## Aufgabenstellung
Gib den unten stehenden Forumsausschnitt zum Starten einer Anwendung aus einer jar-Datei vollständig und ohne jede Änderung wieder.

## Vorgegebener Text
####################

Es muss doch irgendwie möglich sein, das die Anwendung auch im jar ohne Fehler läuft, wenn Sie in der Entwicklungsumgebung ohne Fehler durchläuft.

chrissy


----------



## André Uhres (11. Mai 2007)

Bei mir funzt dein Proggi.

Ich hab dies im Manifest:
*Main-Class: mail.Email*
*Class-Path: lib/mail.jar*
und ganz zum Schluss eine Leerzeile

Im Verzeichnis, wo deine jar-Datei ist, hab ich ein Unterverzeichnis "lib" mit der "mail.jar"


----------



## chrissy (11. Mai 2007)

Hallo André,

Ich habe jetzt nochmal im JDeveloper nachgelesen, wenn man ein jar in die "Libraries" aufnimmt, wird sie automatisch dem class path hinzugefügt. Wenn ich das Projekt starte, zeigt es mir auch im Meldungsfenster and das activation.jar und mail.jar im class path enthalten sind.

####################

## Datenauszug
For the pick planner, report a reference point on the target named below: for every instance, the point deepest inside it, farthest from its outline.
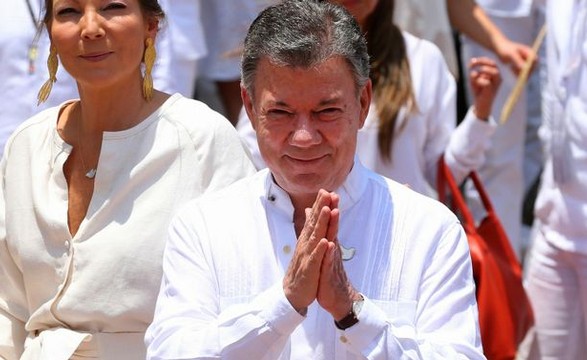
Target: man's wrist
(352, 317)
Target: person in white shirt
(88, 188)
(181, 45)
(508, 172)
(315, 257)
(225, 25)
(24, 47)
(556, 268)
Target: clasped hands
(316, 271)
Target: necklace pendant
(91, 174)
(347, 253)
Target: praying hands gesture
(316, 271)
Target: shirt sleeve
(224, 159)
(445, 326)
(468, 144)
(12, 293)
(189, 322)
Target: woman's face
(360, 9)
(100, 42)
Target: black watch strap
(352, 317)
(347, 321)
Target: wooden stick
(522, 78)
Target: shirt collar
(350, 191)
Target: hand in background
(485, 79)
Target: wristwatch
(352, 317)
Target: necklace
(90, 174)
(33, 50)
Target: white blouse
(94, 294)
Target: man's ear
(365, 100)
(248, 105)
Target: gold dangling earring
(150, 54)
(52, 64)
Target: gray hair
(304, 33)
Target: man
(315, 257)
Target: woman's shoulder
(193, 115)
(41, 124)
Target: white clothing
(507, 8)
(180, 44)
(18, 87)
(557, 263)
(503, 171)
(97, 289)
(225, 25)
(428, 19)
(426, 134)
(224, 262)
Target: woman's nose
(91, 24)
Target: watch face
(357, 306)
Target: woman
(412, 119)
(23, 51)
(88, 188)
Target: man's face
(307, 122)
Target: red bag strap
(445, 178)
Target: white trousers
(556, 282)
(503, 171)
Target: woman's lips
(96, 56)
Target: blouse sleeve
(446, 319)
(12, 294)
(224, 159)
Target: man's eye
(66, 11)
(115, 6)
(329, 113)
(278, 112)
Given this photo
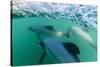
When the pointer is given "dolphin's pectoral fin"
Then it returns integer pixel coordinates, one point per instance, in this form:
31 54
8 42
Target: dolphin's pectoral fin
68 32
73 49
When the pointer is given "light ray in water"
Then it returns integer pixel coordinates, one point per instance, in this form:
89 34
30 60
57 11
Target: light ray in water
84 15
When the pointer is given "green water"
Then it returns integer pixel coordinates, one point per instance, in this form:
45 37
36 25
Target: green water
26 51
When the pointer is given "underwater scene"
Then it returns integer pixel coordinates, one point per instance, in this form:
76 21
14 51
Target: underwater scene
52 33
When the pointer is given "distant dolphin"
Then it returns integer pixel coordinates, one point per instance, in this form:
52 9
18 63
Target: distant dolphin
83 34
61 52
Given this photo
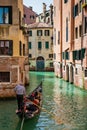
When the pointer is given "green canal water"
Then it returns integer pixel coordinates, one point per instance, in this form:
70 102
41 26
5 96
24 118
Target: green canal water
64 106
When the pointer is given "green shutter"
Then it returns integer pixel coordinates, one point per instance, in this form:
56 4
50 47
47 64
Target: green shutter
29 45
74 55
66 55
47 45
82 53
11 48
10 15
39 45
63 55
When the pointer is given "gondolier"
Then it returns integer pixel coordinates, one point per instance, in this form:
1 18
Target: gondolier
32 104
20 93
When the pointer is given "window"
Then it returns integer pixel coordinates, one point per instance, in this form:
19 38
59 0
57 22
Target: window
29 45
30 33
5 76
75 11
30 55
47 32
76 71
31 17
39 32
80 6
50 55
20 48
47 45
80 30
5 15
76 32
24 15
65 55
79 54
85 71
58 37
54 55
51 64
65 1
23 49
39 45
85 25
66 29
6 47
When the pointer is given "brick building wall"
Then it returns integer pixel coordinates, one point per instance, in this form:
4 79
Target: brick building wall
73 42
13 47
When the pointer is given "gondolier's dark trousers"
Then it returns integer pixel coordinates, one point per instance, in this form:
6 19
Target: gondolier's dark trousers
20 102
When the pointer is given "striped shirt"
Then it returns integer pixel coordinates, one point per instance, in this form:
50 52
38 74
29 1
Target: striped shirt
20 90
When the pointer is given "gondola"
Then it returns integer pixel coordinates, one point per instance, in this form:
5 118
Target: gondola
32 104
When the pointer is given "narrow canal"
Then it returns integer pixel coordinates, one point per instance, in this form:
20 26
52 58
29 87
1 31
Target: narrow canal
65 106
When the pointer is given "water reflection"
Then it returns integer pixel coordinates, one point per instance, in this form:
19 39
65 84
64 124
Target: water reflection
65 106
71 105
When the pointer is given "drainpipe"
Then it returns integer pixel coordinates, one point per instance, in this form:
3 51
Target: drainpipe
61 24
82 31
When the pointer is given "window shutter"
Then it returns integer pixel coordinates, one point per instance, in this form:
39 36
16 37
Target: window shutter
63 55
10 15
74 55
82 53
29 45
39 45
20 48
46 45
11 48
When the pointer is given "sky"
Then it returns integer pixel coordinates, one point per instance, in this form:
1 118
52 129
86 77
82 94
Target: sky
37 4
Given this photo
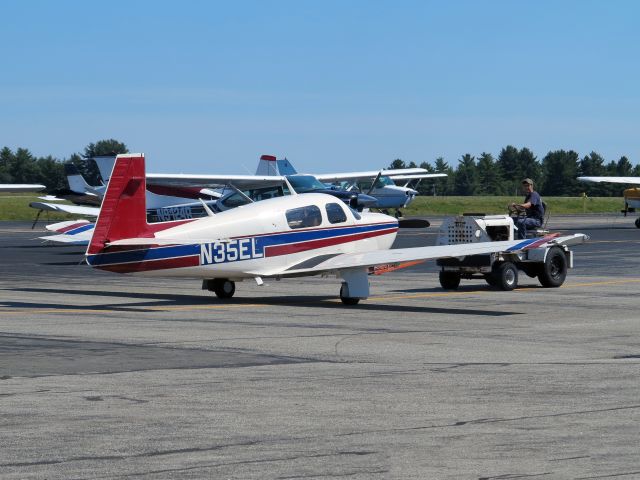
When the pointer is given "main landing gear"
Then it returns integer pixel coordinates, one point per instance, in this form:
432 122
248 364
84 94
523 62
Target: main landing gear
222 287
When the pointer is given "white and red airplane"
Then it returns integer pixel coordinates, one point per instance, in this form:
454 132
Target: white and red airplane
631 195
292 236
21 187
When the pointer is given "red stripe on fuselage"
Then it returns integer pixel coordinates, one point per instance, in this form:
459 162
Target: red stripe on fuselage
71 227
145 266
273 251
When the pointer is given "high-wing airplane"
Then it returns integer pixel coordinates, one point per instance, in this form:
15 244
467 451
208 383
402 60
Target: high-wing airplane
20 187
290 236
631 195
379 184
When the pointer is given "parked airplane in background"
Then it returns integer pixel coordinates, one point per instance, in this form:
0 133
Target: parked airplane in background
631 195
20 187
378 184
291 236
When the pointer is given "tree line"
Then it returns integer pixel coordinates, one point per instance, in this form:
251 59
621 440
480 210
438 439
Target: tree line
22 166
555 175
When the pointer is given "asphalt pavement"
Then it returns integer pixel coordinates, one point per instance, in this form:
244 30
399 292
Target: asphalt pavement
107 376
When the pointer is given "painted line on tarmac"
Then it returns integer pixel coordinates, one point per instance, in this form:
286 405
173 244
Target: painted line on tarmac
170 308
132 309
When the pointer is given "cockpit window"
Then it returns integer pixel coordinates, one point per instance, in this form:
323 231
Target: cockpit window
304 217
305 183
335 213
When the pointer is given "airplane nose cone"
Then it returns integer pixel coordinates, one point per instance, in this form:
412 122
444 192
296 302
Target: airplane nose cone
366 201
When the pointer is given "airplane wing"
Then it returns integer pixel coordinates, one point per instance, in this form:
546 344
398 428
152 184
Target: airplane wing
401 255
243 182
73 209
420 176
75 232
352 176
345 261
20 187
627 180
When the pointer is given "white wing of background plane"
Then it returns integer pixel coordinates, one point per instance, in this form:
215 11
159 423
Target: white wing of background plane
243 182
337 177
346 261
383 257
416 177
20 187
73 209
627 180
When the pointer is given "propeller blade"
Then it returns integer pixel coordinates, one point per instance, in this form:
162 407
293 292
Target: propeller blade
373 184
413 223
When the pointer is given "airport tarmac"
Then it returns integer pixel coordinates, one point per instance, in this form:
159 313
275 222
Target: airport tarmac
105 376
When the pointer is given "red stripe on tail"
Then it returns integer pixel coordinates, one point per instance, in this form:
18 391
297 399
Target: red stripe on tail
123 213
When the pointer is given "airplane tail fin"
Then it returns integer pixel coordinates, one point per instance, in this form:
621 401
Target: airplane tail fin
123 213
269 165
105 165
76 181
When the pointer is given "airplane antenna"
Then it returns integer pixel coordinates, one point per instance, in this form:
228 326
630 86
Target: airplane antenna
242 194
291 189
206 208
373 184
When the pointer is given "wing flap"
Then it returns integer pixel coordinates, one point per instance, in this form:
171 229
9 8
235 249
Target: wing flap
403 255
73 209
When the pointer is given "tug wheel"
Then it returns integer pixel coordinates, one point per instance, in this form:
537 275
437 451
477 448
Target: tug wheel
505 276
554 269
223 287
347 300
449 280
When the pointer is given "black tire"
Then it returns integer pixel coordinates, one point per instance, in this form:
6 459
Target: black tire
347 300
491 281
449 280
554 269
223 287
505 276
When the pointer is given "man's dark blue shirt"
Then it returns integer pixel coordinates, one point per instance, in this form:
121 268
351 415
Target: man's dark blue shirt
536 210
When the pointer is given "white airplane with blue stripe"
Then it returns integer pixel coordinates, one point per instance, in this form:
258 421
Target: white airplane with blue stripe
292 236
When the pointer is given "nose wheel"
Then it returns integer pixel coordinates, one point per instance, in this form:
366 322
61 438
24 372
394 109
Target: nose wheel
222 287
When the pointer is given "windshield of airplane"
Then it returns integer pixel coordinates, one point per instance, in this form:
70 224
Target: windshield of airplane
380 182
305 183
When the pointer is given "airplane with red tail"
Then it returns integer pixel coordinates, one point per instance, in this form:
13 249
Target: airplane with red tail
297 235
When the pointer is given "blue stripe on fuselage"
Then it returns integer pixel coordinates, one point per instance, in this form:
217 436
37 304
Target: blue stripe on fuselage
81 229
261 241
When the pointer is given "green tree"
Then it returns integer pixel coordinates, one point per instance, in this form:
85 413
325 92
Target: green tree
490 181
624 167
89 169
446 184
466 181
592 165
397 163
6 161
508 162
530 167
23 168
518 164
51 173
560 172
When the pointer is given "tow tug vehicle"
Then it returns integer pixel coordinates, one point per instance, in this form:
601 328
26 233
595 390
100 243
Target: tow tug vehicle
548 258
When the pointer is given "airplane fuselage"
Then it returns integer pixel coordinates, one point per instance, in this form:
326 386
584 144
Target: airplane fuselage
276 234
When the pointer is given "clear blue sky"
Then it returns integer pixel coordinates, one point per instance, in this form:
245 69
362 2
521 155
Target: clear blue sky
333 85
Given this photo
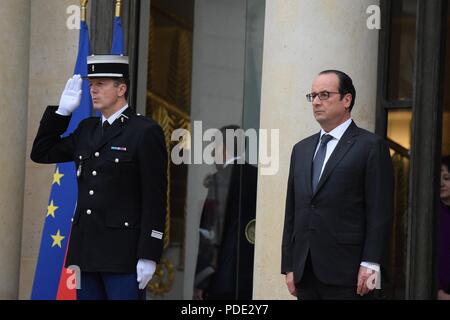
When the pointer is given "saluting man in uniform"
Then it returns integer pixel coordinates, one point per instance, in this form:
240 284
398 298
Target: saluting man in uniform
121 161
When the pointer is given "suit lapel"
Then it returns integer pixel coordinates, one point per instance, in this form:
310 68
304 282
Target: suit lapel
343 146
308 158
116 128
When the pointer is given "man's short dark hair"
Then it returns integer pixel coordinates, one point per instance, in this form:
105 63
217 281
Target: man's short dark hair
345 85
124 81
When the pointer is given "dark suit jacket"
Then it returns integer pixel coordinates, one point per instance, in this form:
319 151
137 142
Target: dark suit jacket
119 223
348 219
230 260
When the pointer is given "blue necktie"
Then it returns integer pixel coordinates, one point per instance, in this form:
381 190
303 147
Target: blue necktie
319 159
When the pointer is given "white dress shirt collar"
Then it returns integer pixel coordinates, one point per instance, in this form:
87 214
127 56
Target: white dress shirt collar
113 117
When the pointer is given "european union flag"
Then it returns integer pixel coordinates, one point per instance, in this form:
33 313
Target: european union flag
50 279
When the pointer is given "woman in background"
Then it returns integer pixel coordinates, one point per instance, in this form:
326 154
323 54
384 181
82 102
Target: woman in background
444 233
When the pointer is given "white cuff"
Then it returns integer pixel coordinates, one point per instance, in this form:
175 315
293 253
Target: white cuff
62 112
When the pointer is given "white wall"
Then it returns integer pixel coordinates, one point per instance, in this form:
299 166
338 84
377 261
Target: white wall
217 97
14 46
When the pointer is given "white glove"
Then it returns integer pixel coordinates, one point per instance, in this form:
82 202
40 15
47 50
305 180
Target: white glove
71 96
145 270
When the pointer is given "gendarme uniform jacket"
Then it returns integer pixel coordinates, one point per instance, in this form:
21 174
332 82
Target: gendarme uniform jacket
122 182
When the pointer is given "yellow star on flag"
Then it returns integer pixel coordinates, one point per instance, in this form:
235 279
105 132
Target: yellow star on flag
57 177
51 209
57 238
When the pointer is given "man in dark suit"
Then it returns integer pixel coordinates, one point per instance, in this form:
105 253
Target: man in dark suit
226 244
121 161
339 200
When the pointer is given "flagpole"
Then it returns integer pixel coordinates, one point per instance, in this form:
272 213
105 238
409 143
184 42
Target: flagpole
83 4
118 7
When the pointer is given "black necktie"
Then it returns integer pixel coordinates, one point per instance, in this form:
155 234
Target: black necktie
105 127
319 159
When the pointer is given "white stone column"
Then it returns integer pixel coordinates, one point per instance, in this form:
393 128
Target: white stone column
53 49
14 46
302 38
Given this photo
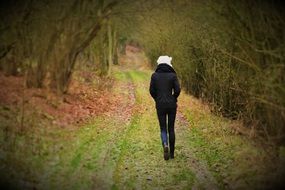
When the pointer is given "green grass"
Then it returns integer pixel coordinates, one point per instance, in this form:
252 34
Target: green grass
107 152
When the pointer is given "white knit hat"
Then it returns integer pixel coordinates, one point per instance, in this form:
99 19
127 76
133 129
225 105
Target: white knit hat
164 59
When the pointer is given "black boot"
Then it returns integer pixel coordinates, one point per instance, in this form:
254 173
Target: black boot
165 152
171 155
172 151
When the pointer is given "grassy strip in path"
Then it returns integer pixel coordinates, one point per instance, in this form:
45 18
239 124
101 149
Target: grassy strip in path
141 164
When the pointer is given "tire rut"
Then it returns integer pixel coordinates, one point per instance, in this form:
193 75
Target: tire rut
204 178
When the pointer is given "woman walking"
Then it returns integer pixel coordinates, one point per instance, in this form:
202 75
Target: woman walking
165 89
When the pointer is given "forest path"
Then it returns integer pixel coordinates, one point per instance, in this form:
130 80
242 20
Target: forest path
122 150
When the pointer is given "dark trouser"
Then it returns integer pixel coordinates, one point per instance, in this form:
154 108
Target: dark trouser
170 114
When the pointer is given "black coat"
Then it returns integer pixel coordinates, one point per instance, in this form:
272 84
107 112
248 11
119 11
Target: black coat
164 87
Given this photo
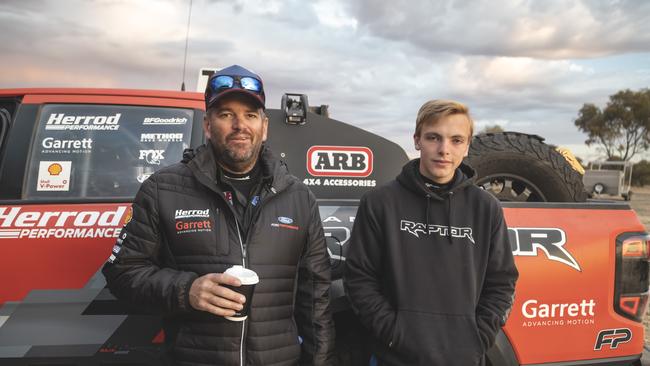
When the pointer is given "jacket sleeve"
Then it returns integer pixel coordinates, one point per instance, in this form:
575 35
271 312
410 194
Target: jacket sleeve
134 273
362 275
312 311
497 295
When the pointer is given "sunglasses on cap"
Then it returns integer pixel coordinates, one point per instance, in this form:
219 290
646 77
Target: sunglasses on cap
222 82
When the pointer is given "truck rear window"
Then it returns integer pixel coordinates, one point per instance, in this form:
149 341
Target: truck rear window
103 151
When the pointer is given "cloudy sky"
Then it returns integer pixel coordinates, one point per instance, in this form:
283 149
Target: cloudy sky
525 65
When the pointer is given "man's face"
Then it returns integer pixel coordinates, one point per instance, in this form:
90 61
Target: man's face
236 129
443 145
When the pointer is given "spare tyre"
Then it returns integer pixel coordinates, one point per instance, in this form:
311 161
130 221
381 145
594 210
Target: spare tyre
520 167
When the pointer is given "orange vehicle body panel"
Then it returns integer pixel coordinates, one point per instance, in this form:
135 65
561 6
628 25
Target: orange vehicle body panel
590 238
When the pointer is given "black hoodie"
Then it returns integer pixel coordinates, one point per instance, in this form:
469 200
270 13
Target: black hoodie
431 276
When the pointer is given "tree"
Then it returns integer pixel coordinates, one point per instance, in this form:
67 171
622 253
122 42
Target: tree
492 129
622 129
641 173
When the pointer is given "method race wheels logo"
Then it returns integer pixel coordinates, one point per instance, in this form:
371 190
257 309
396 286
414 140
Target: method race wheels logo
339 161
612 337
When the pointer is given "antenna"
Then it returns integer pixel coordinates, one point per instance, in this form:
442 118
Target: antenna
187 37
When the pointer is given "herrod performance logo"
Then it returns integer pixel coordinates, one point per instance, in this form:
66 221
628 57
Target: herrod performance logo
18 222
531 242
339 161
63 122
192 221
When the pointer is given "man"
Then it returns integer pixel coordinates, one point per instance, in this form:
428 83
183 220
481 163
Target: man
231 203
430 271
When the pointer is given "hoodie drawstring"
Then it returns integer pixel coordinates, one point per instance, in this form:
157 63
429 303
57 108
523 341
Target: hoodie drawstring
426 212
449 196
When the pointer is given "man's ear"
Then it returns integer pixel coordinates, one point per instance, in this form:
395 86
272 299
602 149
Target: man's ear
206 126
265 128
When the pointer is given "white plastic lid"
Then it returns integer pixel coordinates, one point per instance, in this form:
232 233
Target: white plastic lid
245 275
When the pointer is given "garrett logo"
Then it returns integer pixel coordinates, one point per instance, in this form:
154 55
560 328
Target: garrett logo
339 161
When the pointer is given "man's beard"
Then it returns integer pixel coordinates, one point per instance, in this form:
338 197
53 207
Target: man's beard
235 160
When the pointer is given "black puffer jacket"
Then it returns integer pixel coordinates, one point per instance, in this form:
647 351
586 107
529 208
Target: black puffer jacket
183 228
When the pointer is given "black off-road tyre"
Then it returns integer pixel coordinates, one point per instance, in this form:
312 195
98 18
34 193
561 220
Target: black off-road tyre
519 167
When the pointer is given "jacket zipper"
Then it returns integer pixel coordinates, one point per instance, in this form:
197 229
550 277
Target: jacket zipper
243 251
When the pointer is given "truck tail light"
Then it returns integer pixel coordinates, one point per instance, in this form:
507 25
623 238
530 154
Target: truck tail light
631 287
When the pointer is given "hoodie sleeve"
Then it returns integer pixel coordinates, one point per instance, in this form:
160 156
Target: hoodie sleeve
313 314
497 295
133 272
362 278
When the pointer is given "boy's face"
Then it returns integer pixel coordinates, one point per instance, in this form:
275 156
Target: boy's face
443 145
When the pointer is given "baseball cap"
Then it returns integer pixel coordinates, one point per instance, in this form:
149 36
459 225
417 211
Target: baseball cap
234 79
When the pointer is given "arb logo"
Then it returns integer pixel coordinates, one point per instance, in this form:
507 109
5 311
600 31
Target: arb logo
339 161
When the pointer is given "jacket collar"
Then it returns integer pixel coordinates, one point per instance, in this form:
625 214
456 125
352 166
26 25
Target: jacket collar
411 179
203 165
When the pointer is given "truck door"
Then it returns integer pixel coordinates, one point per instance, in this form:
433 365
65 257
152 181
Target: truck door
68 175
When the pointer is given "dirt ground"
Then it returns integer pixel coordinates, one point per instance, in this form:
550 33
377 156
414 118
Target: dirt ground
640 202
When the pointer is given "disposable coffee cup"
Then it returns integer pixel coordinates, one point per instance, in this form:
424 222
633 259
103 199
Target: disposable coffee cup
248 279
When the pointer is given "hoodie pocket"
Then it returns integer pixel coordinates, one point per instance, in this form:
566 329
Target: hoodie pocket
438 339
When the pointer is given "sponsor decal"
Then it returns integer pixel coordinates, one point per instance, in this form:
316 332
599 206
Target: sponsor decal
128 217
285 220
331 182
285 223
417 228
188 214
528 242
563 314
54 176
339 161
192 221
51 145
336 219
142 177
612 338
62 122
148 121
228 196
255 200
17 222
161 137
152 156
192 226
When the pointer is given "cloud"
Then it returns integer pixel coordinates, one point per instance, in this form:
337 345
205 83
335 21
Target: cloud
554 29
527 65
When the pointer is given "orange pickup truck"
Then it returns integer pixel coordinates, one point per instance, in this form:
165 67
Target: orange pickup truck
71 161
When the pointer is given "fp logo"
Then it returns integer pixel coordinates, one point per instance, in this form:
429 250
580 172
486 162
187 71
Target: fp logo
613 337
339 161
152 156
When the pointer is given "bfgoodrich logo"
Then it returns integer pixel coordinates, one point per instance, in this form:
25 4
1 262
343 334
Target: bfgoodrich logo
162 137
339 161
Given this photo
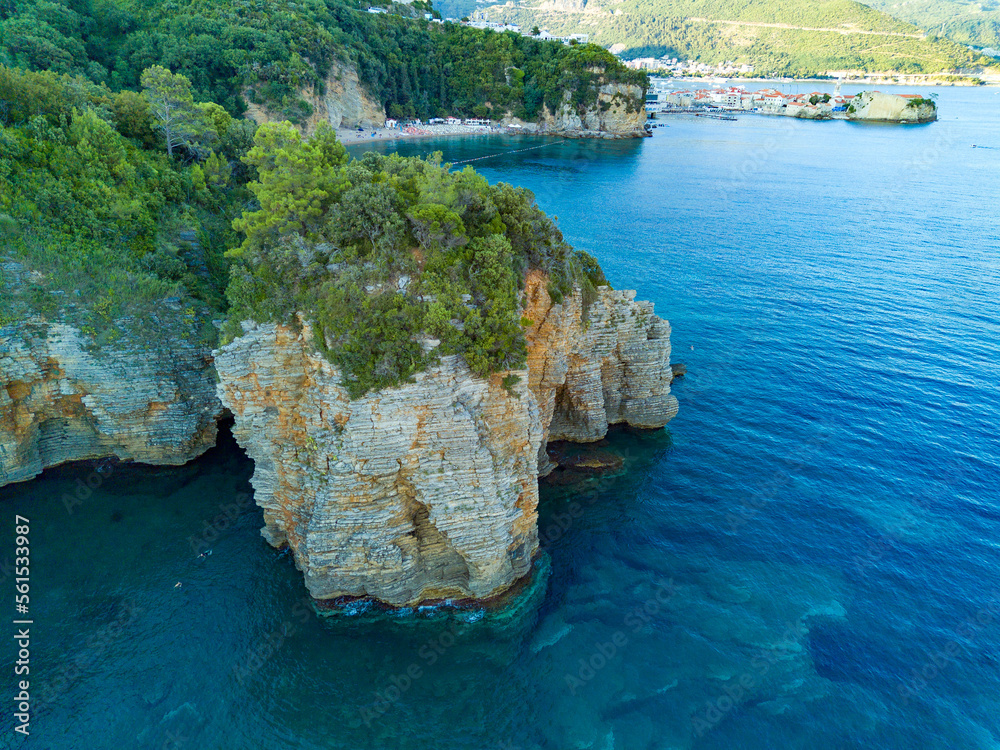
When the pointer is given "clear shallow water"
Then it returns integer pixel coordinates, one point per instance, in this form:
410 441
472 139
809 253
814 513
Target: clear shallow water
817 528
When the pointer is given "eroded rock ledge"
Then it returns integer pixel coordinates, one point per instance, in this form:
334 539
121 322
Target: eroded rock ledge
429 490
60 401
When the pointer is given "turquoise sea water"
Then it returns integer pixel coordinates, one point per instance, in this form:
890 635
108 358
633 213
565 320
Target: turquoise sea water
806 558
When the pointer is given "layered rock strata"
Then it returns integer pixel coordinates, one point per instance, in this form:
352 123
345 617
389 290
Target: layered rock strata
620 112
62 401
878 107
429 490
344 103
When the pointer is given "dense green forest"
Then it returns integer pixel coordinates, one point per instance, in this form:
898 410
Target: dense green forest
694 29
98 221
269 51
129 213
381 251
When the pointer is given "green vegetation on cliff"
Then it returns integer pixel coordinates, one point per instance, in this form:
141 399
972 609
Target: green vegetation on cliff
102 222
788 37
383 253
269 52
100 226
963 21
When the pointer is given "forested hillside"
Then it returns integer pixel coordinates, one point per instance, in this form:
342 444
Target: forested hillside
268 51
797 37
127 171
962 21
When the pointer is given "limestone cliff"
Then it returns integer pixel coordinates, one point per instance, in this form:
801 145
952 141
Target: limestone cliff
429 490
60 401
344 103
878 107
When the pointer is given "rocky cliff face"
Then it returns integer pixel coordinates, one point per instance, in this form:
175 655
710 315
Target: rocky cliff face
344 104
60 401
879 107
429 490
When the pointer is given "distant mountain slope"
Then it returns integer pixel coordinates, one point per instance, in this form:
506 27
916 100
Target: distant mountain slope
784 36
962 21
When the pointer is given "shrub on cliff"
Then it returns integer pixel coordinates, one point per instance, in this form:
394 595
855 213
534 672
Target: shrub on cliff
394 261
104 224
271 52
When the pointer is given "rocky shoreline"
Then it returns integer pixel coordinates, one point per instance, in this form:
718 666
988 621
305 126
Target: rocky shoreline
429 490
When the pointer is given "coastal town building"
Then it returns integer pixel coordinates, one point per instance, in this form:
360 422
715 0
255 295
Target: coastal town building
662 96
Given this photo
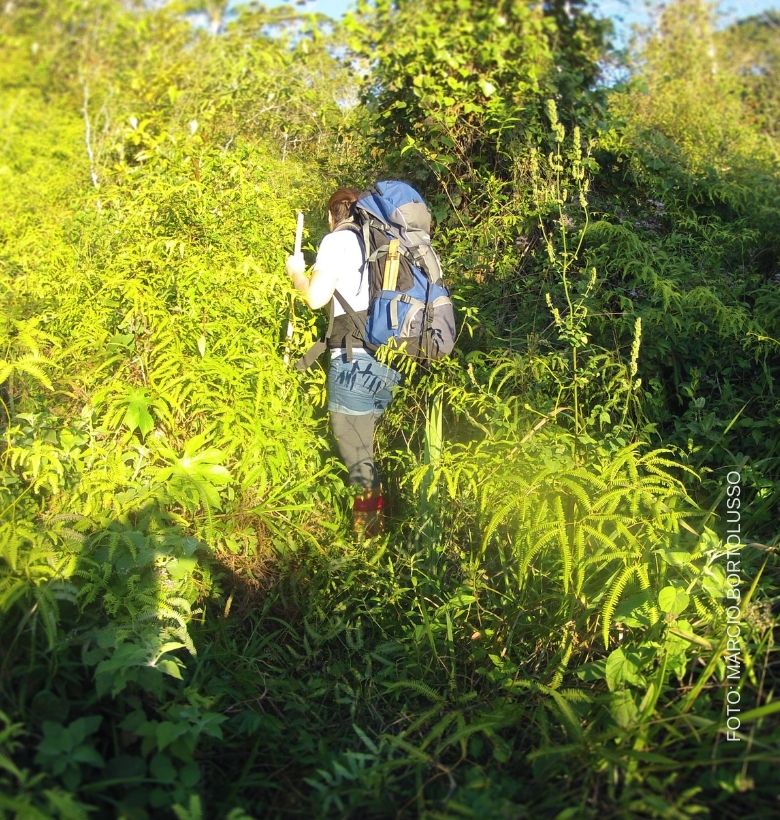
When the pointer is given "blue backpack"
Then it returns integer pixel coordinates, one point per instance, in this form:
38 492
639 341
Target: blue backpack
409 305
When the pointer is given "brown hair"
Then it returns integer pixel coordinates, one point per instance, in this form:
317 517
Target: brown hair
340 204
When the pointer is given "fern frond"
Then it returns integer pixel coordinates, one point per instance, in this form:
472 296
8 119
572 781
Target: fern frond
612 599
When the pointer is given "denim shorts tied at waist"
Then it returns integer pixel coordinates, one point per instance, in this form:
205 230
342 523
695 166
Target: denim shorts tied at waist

####################

## Erledigte Aufgabe
Es muss doch irgendwie möglich sein, das die Anwendung auch im jar ohne Fehler läuft, wenn Sie in der Entwicklungsumgebung ohne Fehler durchläuft.

chrissy


----------



## André Uhres (11. Mai 2007)

Bei mir funzt dein Proggi.

Ich hab dies im Manifest:
*Main-Class: mail.Email*
*Class-Path: lib/mail.jar*
und ganz zum Schluss eine Leerzeile

Im Verzeichnis, wo deine jar-Datei ist, hab ich ein Unterverzeichnis "lib" mit der "mail.jar"


----------



## chrissy (11. Mai 2007)

Hallo André,

Ich habe jetzt nochmal im JDeveloper nachgelesen, wenn man ein jar in die "Libraries" aufnimmt, wird sie automatisch dem class path hinzugefügt. Wenn ich das Projekt starte, zeigt es mir auch im Meldungsfenster and das activation.jar und mail.jar im class path enthalten sind.